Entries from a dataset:
((

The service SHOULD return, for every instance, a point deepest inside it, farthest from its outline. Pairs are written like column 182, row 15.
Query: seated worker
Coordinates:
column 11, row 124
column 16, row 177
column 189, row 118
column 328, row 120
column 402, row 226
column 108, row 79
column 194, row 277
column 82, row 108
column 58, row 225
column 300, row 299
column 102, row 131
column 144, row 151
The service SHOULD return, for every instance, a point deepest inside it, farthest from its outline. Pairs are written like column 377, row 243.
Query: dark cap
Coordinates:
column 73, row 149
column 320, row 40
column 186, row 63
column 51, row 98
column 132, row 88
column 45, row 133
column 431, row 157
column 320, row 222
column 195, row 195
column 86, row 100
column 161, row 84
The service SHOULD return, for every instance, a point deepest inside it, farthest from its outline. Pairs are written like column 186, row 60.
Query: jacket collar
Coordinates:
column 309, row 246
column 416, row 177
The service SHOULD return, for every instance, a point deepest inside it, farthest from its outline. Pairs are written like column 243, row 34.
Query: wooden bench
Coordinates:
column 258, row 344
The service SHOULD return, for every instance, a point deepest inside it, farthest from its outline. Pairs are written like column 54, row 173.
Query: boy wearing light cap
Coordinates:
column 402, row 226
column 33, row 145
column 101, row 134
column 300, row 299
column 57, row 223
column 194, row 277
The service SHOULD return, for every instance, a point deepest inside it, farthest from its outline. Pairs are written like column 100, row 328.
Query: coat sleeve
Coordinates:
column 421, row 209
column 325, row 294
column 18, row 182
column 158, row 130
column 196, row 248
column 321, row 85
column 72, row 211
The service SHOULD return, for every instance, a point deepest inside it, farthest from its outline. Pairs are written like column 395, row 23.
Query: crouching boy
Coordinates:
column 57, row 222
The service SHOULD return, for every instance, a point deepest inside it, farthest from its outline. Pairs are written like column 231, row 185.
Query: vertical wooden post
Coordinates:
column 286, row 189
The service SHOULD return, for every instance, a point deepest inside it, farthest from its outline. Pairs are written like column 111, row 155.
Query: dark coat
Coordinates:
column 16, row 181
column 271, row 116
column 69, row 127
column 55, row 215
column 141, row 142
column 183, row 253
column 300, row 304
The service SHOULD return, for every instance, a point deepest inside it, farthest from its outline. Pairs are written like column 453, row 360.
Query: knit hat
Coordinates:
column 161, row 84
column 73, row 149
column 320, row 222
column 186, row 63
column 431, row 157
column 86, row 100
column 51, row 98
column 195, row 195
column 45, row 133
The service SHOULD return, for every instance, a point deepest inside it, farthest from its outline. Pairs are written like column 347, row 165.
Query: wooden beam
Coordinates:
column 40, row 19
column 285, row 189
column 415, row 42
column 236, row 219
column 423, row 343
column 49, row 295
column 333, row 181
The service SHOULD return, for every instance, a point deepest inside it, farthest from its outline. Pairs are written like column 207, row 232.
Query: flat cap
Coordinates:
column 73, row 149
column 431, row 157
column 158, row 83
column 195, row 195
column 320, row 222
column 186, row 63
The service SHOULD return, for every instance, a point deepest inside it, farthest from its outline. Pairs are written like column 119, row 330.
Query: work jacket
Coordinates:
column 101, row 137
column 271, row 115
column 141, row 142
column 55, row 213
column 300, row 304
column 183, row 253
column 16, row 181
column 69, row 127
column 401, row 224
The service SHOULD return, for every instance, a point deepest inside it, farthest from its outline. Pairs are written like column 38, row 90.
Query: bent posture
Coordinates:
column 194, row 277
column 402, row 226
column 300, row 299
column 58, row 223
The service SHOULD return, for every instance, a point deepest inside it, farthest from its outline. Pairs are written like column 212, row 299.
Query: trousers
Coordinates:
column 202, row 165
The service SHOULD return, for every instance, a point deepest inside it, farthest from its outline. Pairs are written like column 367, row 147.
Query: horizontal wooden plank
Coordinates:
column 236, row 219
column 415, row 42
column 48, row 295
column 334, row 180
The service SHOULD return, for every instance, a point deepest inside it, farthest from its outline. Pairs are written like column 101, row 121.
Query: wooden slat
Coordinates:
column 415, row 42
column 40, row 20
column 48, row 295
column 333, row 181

))

WRITTEN INSTRUCTION »
Retype every line of the material above without any changes.

COMPLETE ANSWER »
The service SHOULD return, for every instance, a point deepest inside it, farthest from its outline. Pairs are written like column 182, row 15.
Query: seated worker
Coordinates:
column 11, row 124
column 16, row 177
column 189, row 118
column 328, row 120
column 402, row 226
column 108, row 79
column 194, row 277
column 82, row 108
column 58, row 225
column 300, row 299
column 102, row 131
column 144, row 151
The service SHOULD return, for every instance, a point deepest inside it, farthest from its outline. Pairs are written like column 377, row 243.
Query: dark cap
Coordinates:
column 73, row 149
column 320, row 40
column 186, row 63
column 51, row 98
column 132, row 88
column 45, row 133
column 431, row 157
column 320, row 222
column 195, row 195
column 86, row 100
column 161, row 84
The service SHOULD return, for every instance, a point deepest inside it, farthest from its outline. Pairs are written like column 186, row 60.
Query: jacket collar
Coordinates:
column 309, row 246
column 416, row 177
The service SHOULD return, for every instance, a point deepest inside it, farthest from its outline. Pairs are written like column 243, row 34.
Query: wooden bench
Coordinates:
column 258, row 344
The service SHOULD return, for every instance, a point deepest inside it, farthest from its outline. Pairs are written like column 54, row 173.
Query: boy wearing light cap
Coordinates:
column 402, row 226
column 33, row 145
column 101, row 134
column 300, row 299
column 57, row 223
column 194, row 277
The service SHOULD return, for every instance, a point deepest inside it, farthest from its outline. Pairs are written like column 100, row 328.
Query: coat sleeve
Coordinates:
column 421, row 209
column 325, row 294
column 18, row 182
column 158, row 130
column 196, row 248
column 321, row 85
column 72, row 211
The service SHOULD return, for every instance, a point deepest inside it, farthest from its outline. Pairs are written like column 395, row 23.
Query: crouching boy
Coordinates:
column 57, row 222
The service SHOULD return, for every instance, a point deepest inside it, farthest from its outline. Pairs are written like column 231, row 185.
Query: vertical wooden post
Coordinates:
column 286, row 189
The service SHOULD return, for every instance, a point deepest inside it, farthest from its outline. Pairs are written like column 111, row 155.
Query: dark coat
Coordinates:
column 16, row 181
column 271, row 116
column 69, row 127
column 55, row 215
column 141, row 142
column 183, row 253
column 300, row 304
The service SHOULD return, for every instance, a point deepest inside it, farthest from its outline. Pairs are written like column 453, row 360.
Query: knit hat
Coordinates:
column 161, row 84
column 73, row 149
column 320, row 222
column 186, row 63
column 431, row 157
column 86, row 100
column 51, row 98
column 195, row 195
column 45, row 133
The service SHOULD return, for every instance, a point deepest inside it, farthest from its outline. Pairs are written like column 347, row 165.
Query: wooden beam
Coordinates:
column 40, row 19
column 285, row 189
column 415, row 42
column 236, row 219
column 423, row 343
column 49, row 295
column 333, row 181
The service SHOULD return, for every instance, a point deepest inside it, farthest from its outline. Pairs are written like column 207, row 232.
Query: flat cap
Coordinates:
column 73, row 149
column 431, row 157
column 158, row 83
column 195, row 195
column 320, row 222
column 186, row 63
The service SHOULD return, for every instance, a point deepest inside it, farthest from its outline. Pairs are written like column 119, row 330.
Query: work jacket
Coordinates:
column 101, row 137
column 271, row 115
column 141, row 142
column 55, row 213
column 300, row 304
column 183, row 253
column 16, row 181
column 69, row 127
column 401, row 224
The service SHOULD return, for every instance, a point deepest inside it, farthest from its outline. Pairs are written like column 38, row 90.
Query: bent posture
Coordinates:
column 194, row 277
column 402, row 226
column 300, row 299
column 58, row 223
The service SHOULD return, for every instance, a point deepest inside it, farthest from its outline. Pairs are written like column 212, row 299.
Query: trousers
Coordinates:
column 202, row 165
The service SHOULD return, for every instance, a point deepest inside it, farthest from its outline. Pairs are written like column 367, row 147.
Query: horizontal wooden plank
Coordinates:
column 236, row 219
column 415, row 42
column 48, row 295
column 334, row 180
The service SHOULD return, for every instance, a point deepest inside it, farthest from its outline. Pairs are written like column 101, row 121.
Query: wooden slat
Coordinates:
column 415, row 42
column 40, row 20
column 48, row 295
column 333, row 181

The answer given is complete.